The Real Doctor Will See You Shortly by Matt McCarthy

In brief: Matt’s a first year doctor (aka intern) and he’s scared stiff. This is a moving, at times funny, memoir of his first year as a doctor.

The good: I loved the way the medicine was both accessible to those outside the field and fascinating to those within in it. Just the right balance.

The not-so-good: Some of the things Matt went through…whoa!

Why I chose it: Looked interesting, so I reserved it at the library.

Year: 2015

Pages: 323

Publisher: Crown

Setting: USA (predominantly Columbia Medical Center)

If you’re considering medicine as a career and don’t want to be dissuaded, I suggest not reading this book. If you want justification of why you’re not a doctor, read this book. It’s a warts and all look at what a first year medical doctor (aka intern) has to deal with. It celebrates the highs, but it also doesn’t shirk the lows. There are funny moments, some OMG moments and some sad moments.

**LISTED RECORDS:**
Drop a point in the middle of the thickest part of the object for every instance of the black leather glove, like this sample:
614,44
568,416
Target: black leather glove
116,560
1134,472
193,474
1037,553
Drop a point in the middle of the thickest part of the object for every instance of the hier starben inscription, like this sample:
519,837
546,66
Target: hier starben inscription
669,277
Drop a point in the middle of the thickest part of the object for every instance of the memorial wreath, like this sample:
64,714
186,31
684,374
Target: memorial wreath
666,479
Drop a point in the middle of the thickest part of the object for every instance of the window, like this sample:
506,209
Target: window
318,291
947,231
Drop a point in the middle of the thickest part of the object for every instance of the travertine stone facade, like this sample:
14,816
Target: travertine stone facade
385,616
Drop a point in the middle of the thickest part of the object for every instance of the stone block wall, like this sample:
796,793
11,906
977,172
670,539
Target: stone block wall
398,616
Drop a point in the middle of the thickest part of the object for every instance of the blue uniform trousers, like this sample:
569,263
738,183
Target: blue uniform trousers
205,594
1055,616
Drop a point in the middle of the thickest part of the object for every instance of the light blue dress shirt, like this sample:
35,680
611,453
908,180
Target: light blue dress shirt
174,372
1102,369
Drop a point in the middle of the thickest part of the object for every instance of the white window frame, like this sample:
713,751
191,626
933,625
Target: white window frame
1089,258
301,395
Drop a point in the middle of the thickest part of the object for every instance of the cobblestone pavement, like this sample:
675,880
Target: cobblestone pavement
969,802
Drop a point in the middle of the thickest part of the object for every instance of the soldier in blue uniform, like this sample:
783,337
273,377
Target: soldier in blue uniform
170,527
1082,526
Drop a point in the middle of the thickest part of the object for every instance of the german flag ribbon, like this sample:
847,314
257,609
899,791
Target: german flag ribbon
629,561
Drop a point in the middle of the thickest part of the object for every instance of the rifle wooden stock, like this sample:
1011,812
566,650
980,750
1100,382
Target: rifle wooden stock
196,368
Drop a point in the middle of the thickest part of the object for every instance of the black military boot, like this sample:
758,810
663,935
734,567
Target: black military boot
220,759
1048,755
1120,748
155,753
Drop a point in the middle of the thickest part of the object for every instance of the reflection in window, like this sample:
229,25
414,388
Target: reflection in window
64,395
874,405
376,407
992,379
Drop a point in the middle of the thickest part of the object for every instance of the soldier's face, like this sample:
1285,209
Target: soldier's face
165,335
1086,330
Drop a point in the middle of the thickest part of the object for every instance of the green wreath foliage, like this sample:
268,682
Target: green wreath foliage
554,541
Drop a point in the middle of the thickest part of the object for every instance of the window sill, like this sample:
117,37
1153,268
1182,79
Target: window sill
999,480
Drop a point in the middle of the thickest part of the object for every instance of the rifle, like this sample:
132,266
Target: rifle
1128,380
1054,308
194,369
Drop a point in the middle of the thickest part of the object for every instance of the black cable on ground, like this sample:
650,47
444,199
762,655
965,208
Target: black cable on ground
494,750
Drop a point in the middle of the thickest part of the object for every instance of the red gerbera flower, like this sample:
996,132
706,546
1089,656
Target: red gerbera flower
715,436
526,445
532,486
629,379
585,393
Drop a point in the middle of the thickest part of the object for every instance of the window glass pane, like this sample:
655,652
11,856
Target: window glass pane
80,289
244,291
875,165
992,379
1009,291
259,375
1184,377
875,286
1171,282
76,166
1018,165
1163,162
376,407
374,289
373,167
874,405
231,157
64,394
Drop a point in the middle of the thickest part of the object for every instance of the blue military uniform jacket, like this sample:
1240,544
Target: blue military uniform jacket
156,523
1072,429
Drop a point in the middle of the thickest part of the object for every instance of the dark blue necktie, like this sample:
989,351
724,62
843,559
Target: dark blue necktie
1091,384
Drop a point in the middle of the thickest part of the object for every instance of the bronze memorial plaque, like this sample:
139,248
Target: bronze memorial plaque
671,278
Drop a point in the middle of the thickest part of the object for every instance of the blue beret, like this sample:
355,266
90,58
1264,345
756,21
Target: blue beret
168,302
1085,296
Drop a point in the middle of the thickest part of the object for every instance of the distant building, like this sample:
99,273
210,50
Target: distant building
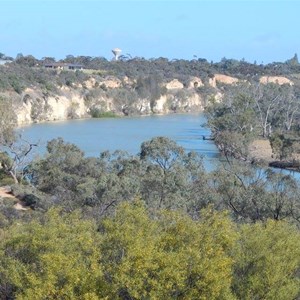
63,66
4,61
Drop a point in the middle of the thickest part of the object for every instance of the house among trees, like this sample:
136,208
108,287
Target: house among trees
63,66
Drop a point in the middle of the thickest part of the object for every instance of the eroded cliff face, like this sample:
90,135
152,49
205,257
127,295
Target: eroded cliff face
118,96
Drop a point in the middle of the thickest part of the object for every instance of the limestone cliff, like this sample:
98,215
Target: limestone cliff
69,102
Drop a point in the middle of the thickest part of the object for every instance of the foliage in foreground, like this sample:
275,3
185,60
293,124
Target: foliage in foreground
134,256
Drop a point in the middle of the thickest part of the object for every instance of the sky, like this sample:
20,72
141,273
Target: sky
259,30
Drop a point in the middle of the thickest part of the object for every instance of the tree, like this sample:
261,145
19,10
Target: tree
14,150
169,257
54,258
170,174
268,264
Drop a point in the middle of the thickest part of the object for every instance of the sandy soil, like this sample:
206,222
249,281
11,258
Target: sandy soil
261,150
5,193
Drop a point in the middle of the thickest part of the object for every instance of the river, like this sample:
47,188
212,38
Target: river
96,135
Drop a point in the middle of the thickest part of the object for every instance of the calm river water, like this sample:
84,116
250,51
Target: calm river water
96,135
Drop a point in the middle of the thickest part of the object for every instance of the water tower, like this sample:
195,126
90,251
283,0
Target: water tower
116,52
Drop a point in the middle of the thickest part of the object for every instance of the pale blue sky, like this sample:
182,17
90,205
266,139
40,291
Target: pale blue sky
264,31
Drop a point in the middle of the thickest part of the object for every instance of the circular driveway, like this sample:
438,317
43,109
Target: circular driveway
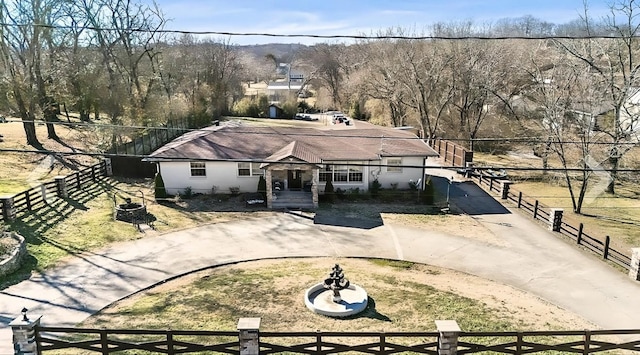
528,257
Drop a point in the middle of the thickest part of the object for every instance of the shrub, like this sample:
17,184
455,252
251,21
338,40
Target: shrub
328,190
262,187
160,190
187,193
374,187
428,193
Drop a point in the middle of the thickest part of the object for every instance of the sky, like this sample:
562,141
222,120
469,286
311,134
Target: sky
353,17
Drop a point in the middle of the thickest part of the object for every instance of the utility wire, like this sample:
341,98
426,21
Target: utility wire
479,168
339,36
532,139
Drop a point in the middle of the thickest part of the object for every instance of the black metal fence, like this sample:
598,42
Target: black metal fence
538,211
105,341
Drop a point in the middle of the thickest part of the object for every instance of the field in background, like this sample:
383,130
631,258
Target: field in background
617,216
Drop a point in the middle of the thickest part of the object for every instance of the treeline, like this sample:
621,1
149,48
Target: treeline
113,60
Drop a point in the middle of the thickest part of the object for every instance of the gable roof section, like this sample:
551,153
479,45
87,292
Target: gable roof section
297,150
309,144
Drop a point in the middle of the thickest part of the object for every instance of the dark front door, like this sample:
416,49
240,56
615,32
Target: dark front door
294,178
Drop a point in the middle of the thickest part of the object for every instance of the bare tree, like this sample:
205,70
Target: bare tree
27,40
616,62
568,99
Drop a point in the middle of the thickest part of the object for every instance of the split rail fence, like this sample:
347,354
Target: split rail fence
104,341
452,153
599,246
15,206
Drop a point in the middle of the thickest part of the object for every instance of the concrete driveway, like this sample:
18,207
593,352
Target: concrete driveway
528,257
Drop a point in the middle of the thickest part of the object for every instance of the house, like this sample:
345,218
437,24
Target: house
275,111
300,160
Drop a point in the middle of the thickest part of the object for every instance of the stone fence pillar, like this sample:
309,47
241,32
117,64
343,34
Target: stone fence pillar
8,208
61,186
249,336
448,339
24,340
107,167
555,219
634,270
504,192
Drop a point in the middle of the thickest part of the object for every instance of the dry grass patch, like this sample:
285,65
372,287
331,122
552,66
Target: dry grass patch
613,215
405,297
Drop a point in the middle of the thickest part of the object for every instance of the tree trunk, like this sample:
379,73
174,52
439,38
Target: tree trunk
30,131
615,163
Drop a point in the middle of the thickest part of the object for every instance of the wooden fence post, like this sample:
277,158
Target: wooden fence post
634,269
104,342
23,329
8,208
504,192
446,149
448,337
249,336
61,186
170,349
27,197
580,227
519,199
555,219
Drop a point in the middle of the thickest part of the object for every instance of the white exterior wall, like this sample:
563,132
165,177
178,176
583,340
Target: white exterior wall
222,175
369,173
402,178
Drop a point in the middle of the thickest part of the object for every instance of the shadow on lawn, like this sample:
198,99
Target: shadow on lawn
34,224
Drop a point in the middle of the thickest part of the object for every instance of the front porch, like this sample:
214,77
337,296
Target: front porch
292,177
292,200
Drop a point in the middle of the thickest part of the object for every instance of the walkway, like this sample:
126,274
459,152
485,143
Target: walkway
527,257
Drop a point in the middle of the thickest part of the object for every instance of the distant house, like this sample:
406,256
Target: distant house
290,84
280,91
274,111
291,159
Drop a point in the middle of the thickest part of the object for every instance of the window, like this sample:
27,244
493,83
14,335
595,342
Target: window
255,169
394,165
326,173
355,173
198,169
342,172
244,169
249,169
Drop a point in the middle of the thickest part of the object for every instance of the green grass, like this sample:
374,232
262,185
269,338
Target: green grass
83,223
273,291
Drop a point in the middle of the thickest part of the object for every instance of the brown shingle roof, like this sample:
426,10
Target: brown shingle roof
296,150
260,143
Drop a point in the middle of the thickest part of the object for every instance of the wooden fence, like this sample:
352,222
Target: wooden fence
152,138
104,341
28,200
453,154
599,246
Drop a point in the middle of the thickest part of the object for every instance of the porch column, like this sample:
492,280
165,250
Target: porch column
315,178
267,177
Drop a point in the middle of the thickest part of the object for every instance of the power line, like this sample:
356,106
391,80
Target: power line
339,36
113,155
531,139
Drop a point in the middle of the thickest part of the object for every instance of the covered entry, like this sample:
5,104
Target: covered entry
292,177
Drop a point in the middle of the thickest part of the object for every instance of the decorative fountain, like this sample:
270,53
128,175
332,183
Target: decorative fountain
336,296
130,211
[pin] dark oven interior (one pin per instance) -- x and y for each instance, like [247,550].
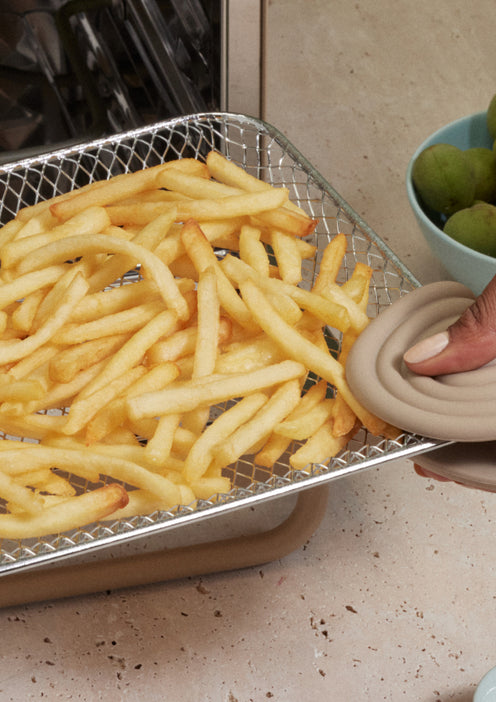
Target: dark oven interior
[81,69]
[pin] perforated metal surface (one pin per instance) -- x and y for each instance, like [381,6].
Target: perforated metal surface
[266,153]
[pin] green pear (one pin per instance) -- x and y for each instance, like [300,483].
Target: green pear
[444,178]
[483,162]
[491,118]
[474,227]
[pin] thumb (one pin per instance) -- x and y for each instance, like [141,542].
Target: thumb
[467,344]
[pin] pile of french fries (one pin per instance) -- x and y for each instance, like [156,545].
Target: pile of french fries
[112,377]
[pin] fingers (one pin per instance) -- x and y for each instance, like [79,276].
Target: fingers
[469,343]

**PROMPT 1:** Quote the book review from "The Real Doctor" up to and including "Matt went through…whoa!".
**PROMPT 2:** Pick up the review of The Real Doctor Will See You Shortly where it stops and keep writing it.

**TASK RESPONSE 1:**
The Real Doctor Will See You Shortly by Matt McCarthy

In brief: Matt’s a first year doctor (aka intern) and he’s scared stiff. This is a moving, at times funny, memoir of his first year as a doctor.

The good: I loved the way the medicine was both accessible to those outside the field and fascinating to those within in it. Just the right balance.

The not-so-good: Some of the things Matt went through…whoa!

**TASK RESPONSE 2:**
Matt McCarthy was a talented baseball player, but didn’t quite make the grade for the big league. So he applied for and was accepted into Harvard Medical School. During that time, he showed an aptitude for surgery but chose to go into the medical side of things. He relates having to stitch a banana and the eternally exhausted look of his supervisor during his time as potential reasons. Plus, he wanted to deal with people and new challenges, connect with them as he had seen a mentor do with the homeless. (Although his surgical supervisor did come up with a classic statement – ‘don’t f*ck with the pancreas’ which made me laugh hysterically). So for his first year, Matt moves to New York’s Columbia Medical Center.

His first rotation is CCU.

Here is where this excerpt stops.